**PAGE TEXT**.

A sleeved blanket is a body-length blanket with sleeves usually made of fleece or nylon material. It is similar in design to a bathrobe but is meant to be worn backwards (i.e., with the opening in the back). The product has been marketed by various brands but the Original company was  'Slanket' created by Gary Clegg then other companies like Snuggie, Snuggler, Doojo, Toasty Wrap, copying the brand later. It comes with varying sizes, colors and qualities of materials but similar basic design.

Popularity

In late 2008 and early 2009 the Snuggie brand of sleeved blankets became a pop culture phenomenon, sometimes described humorously as a "cult".

The product became famous after a direct response commercial promoting the product was aired. It was featured on television programs like Today where cast and crew donned Snuggie blankets for a segment which was described as looking like a Black Protestant choir. Others have described mass-snuggie wearing as looking like a Harry Potter convention. The Associated Press likened it to a "monk's ensemble in fleece" and proclaimed it the "ultimate kitsch gift". The Snuggie initially sold singly for $14.95, and later in sets of two for $19.95.

The Slanket was mentioned in an episode of NBC's 30 Rock entitled "The Ones". The product has also been ridiculed as a "backwards robe" or simple reinvention of the coat on radio and television talk shows in the United States.  Comparisons have also been made with the Thneed, a highly promoted, amorphous garment in the Dr. Seuss story, The Lorax.

**WORK TASK 1**.
Answer these from the sleeved blanket article:
(a) What materials are sleeved blankets usually made of?
(b) What did the Associated Press proclaim the Snuggie to be?
(c) Which 30 Rock episode mentioned the Slanket?
**WORK TASK 2**. List every brand of sleeved blanket that the sleeved blanket article names.
**WORK TASK 3**. Write the next part of the sleeved blanket article, picking up after its final sentence.

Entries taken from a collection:
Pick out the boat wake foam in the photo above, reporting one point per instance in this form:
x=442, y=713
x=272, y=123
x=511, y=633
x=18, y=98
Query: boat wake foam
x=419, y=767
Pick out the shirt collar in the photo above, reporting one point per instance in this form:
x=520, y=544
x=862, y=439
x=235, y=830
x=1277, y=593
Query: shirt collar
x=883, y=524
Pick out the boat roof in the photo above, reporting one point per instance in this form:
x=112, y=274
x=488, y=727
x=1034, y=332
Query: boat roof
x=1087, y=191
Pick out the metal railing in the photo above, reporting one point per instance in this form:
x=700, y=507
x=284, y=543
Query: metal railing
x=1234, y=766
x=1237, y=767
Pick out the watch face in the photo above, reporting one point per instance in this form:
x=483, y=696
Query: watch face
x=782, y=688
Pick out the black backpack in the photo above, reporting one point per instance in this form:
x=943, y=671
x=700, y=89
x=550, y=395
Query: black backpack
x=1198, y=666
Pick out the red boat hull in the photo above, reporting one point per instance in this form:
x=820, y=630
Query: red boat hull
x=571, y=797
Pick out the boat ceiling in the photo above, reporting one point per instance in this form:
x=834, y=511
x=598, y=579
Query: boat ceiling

**OUTPUT 1**.
(a) Fleece or nylon
(b) The "ultimate kitsch gift"
(c) "The Ones"

**OUTPUT 2**. Slanket, Snuggie, Snuggler, Doojo, Toasty Wrap

**OUTPUT 3**.
On January 30, 2009, a group organized a pub crawl wearing Snuggies in Cincinnati, Ohio. In the following months they went on to complete over 40 more across the nation. Later, a group organized a Snuggie pub crawl in Chicago to raise money for an African orphanage, which led to similar events throughout the United States. An employee at Americans for Tax Reform, a conservative think tank, started a Facebook page called "The Snuggie Cult" and convinced fellow conservatives including Joe the Plumber, Tucker Carlson, and Andrew Breitbart to pose wearing the robes.

The phenomenon resulted in sales of the Snuggie and its rivals that far exceeded their distributors' expectations: more than 4 million Snuggies as of December 2009 and 1 million Slankets as of February 2009. The phenomenon has even resulted in variations such as "Snuggie for Dogs" and Snuggie with printed patterns.

Australian radio program Labby, Camilla & Stav on B105 tested the claim that one can wear a Snuggie at sporting events, such as a soccer game, a football game or a basketball game. To test this, Labby and Stav wore Snuggies to a State of Origin game. The test was successful. They also dressed a statue of Wally Lewis, which stands in front of Suncorp Stadium, in a Snuggie live on the air. Security guards found it amusing at first but it was removed shortly after.

In the summer of 2009, the Designer Snuggie was released to the public, as well as the Snuggie for Kids and the Snuggie for Dogs. 

On March 5, 2010, at a Cleveland Cavaliers game, Snuggie wearers broke a world record for sleeved blanket wearing. Over 22,500 fans wore custom-made, limited edition Cavaliers Snuggie blankets for 5 minutes. A Guinness World Records representative was on hand to present the official World Record certificate to KeyBank, the Cavaliers, and Snuggie.  However, in just a little over a month the feat was broken during a Los Angeles Angels of Anaheim home game when over 40,000 spectators wore a promotional Hideki Matsui sleeved blanket for five minutes.

In March 2018, Allstar Marketing Group, owner of the "Snuggie" brand, was fined $7.5 million by the US Federal Trade Commission for deceptive marketing and to provide refunds to deceived customers.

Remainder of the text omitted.